[PROBLEM REQUIREMENTS]
Which lines in the listing below contain the string "dome"? Select each of them and copy it out, matching case exactly.

Coordinate annotation listing:

++++++++

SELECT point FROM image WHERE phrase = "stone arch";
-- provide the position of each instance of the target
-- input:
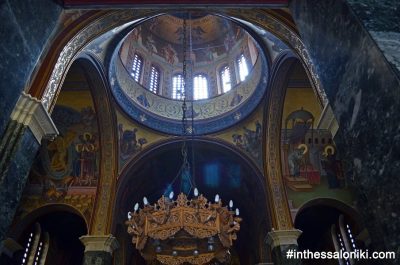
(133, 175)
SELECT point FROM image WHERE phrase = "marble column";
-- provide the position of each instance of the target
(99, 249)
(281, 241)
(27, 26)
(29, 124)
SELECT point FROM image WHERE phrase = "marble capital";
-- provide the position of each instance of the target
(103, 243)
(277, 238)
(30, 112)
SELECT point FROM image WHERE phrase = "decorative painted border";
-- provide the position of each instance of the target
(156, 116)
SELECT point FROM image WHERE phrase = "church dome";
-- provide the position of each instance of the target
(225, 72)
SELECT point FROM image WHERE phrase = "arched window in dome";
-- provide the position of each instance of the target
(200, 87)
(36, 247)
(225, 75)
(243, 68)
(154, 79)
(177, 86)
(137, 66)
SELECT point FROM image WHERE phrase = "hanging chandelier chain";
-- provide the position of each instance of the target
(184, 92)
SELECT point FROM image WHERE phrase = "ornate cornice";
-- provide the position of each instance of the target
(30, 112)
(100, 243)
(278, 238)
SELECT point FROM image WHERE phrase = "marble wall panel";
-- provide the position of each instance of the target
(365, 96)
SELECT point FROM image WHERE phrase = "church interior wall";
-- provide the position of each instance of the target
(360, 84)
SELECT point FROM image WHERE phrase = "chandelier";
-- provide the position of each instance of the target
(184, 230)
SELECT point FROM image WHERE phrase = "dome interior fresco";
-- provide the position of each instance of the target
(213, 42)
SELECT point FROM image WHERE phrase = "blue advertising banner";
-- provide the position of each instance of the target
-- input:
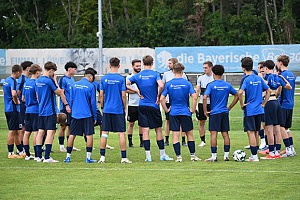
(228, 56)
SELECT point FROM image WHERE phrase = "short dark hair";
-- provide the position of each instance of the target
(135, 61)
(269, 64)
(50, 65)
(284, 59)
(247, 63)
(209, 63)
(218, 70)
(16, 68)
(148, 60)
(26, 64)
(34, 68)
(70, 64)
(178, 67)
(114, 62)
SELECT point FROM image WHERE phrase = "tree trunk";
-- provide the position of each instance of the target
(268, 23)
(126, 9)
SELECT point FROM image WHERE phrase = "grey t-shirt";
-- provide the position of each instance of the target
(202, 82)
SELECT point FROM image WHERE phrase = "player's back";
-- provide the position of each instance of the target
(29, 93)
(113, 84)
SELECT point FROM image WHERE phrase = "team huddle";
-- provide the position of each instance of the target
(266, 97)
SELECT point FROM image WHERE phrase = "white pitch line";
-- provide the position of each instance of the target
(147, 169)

++++++++

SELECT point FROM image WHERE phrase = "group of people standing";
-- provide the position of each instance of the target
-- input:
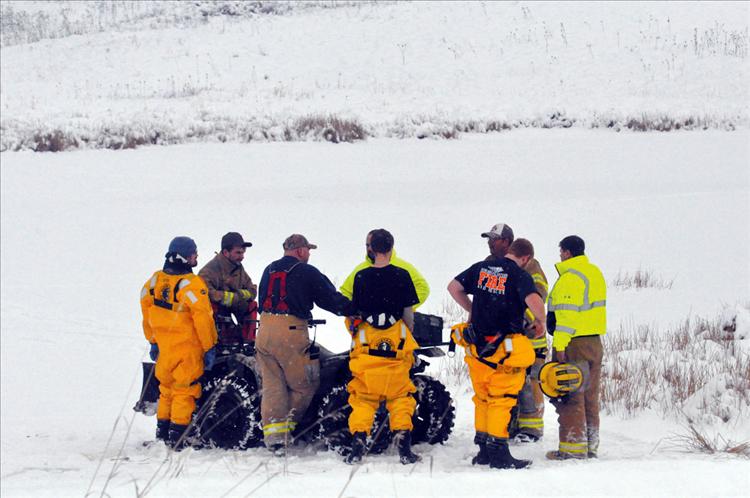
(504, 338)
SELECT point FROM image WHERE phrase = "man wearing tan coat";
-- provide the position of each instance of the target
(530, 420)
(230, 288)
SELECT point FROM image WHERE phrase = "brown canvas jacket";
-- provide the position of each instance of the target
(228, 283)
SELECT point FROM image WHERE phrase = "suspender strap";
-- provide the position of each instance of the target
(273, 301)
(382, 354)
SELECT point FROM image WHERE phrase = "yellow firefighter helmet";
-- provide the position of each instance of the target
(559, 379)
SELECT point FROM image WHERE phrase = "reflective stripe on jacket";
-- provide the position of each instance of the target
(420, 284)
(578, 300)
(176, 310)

++++++++

[TASK OUTPUT]
SELECT point FROM image WHERE phrase = "church dome";
SELECT point FROM image WHERE phrase = "arched window in dome";
SELECT point FROM image WHERE phrase = "dome interior fresco";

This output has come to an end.